#### Supplied entries:
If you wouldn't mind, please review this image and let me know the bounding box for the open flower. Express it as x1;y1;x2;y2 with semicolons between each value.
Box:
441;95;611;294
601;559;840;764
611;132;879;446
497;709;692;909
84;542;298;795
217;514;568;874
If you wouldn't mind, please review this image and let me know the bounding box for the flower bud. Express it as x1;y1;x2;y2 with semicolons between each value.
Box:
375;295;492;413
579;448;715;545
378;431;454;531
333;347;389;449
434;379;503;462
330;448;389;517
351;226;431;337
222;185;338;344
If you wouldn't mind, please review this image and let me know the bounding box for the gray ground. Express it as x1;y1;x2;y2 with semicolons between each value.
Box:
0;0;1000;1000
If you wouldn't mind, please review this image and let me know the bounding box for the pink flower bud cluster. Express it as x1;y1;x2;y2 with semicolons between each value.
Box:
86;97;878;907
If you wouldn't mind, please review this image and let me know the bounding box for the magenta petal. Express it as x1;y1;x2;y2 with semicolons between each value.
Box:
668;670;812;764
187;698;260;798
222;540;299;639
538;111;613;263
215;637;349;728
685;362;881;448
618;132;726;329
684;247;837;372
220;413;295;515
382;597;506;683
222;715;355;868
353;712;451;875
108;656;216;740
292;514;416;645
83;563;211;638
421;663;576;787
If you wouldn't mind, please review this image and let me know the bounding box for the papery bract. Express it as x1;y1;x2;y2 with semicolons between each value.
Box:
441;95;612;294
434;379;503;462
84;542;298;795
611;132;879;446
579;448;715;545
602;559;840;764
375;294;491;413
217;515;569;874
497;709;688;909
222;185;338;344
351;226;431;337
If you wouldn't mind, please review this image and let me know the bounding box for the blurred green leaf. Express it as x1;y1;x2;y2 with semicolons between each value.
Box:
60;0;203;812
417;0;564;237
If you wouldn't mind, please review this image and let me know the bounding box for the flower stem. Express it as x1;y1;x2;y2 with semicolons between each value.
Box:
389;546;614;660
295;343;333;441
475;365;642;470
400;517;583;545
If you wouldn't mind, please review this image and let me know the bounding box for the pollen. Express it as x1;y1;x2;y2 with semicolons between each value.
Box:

#### Objective:
Start at the line that contains "the flower stem." and stop after the line that contains "400;517;583;545". Reproduce each of those lines, the request included, and add -85 to every bounding-box coordinate in the answers.

#### Reply to the exercise:
If you wouldn't mind, please review this image and let me know the bounding box for the flower stem. Express it as x1;y1;x2;y2 with semicolons between each value.
Box:
304;461;529;575
210;258;248;356
390;280;557;385
315;432;498;460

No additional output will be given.